EXERCISE TASK: Using the section on material assistance rules below, explain why property is treated as including material assistance from a prohibited foreign entity. Answer in one to three sentences.

━━ TEXT SECTION

Imposition of material assistance rules (Sections 45X, 45Y and 48E)
Property includes “material assistance” from a prohibited foreign entity if its “material assistance cost ratio” is less than an annually escalating “threshold percentage.” For purposes of sections 45Y and 48E, the material assistance cost ratio is the quotient (expressed as a percentage) of (i) (x) the total direct costs to the taxpayer attributable to all manufactured products (including components) which are incorporated into the qualified facility or energy storage technology upon completion of construction, minus (y) the total direct costs of the taxpayer attributable to all such manufactured products (including components) incorporated in the qualified facility or energy storage technology that are mined, produced, or manufactured by a prohibited foreign entity, over (ii) the amount in (i)(x). For section 45X, the amounts in the equation are the total direct material costs incurred by the taxpayer for the production of the eligible component, less the total direct material costs that are paid or incurred by the taxpayer for the production of such eligible component that are mined, produced, or manufactured by a prohibited foreign entity.

━━━━
━━ RECORD EXCERPTS

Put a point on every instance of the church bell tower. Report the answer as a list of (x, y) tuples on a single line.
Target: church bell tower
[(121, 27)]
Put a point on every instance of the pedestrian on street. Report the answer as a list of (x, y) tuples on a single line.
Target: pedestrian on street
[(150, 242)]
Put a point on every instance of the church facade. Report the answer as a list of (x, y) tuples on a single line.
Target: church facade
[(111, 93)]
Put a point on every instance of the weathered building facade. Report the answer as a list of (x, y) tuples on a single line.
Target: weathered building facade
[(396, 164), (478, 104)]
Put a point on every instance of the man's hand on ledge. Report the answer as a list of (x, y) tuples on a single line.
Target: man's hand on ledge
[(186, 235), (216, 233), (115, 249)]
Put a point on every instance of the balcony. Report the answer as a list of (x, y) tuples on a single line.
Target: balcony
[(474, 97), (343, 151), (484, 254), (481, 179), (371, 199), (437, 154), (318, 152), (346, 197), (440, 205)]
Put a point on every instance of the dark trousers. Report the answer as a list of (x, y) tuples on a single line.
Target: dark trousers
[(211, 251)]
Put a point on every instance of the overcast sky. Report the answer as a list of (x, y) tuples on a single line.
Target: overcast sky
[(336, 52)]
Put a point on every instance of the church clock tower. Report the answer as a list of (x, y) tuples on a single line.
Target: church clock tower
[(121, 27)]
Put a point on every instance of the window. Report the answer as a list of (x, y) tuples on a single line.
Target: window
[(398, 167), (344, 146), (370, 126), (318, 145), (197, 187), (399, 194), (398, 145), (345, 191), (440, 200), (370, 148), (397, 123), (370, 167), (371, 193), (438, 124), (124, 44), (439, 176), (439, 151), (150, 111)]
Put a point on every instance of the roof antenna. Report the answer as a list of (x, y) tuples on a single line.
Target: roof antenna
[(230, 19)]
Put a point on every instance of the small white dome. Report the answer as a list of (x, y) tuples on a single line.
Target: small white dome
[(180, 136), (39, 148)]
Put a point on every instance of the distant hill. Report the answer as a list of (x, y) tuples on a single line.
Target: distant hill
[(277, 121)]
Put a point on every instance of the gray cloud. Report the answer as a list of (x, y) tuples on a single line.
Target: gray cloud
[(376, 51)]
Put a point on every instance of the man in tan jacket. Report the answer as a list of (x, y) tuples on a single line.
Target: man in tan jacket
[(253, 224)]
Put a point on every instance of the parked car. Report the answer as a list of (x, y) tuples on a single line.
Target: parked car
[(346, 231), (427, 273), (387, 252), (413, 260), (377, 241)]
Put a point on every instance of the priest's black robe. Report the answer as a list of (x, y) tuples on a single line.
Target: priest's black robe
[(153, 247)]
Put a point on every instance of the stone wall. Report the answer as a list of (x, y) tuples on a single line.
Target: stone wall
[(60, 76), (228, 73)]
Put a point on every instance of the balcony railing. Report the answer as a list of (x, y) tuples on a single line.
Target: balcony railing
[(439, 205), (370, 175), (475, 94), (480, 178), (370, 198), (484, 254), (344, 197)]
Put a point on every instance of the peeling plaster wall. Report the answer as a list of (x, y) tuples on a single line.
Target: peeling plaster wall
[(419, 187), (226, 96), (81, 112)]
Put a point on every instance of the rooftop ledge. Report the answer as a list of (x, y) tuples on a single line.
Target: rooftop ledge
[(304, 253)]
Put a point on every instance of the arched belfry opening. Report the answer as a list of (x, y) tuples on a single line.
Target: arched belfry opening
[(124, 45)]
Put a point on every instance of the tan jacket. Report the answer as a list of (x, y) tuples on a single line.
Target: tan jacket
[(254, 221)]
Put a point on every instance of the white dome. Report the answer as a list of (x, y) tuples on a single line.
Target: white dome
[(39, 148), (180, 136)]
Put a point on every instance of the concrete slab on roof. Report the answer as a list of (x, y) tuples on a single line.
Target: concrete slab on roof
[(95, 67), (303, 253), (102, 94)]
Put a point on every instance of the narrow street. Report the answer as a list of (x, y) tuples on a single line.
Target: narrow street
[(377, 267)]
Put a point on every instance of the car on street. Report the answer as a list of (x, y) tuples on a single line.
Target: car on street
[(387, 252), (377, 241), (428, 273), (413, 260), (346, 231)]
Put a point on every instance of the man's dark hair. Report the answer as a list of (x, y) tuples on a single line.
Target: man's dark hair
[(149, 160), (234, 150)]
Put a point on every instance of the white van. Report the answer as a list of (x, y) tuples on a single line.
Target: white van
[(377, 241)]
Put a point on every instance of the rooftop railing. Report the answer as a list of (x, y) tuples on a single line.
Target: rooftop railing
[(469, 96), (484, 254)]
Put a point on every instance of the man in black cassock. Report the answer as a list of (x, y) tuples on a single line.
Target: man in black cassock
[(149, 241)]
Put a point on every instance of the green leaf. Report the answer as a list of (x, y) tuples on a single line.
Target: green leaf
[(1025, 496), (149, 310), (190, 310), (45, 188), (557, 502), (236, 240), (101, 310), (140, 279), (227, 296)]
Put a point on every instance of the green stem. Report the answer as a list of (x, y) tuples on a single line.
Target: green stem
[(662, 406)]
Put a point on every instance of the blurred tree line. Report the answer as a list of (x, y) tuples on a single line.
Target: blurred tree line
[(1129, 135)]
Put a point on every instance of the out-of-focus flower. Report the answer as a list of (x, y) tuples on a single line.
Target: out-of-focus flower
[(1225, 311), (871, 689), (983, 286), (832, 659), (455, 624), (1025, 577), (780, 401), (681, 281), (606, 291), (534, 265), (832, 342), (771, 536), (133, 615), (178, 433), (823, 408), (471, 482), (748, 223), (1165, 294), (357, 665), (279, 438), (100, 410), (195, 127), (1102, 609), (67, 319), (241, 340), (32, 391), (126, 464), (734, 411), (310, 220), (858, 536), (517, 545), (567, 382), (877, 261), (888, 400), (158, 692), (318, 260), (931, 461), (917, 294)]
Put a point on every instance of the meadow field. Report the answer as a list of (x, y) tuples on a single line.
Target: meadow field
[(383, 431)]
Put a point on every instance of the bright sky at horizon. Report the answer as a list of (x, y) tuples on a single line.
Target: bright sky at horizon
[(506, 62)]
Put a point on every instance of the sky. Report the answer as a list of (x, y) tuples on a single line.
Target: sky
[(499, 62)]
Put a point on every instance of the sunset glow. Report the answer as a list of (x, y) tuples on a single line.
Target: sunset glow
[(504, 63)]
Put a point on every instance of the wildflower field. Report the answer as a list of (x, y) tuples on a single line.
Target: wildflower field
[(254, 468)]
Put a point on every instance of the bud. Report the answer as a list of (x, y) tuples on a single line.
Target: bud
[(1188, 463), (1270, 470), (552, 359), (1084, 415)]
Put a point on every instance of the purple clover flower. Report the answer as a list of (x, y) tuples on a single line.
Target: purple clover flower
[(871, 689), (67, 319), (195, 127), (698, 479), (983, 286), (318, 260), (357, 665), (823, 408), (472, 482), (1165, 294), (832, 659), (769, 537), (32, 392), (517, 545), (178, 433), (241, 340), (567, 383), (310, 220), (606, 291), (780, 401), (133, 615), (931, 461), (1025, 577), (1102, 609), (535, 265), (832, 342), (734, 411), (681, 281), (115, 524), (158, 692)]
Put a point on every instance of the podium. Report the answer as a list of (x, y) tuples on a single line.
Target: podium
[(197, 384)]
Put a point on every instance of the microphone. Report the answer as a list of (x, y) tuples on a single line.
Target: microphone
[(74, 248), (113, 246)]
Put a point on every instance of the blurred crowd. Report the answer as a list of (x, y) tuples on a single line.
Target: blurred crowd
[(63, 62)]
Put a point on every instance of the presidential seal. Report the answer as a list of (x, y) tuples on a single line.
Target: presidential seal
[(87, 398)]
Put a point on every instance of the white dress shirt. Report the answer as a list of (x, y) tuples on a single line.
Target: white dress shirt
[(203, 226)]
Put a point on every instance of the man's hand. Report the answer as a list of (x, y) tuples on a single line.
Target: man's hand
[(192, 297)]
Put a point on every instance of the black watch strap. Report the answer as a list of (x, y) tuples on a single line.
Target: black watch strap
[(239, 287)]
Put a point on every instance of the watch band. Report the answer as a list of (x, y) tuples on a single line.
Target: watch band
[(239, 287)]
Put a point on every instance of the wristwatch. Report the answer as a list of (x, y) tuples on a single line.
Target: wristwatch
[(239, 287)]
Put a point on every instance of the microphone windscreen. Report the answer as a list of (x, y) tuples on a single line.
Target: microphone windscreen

━━━━

RESPONSE: Property is treated this way because its material assistance cost ratio falls below the threshold percentage, which goes up every year. For sections 45Y and 48E, that ratio is the total direct costs of the manufactured products built into the facility or storage technology, minus the costs of those made by a prohibited foreign entity, divided by that total and shown as a percentage.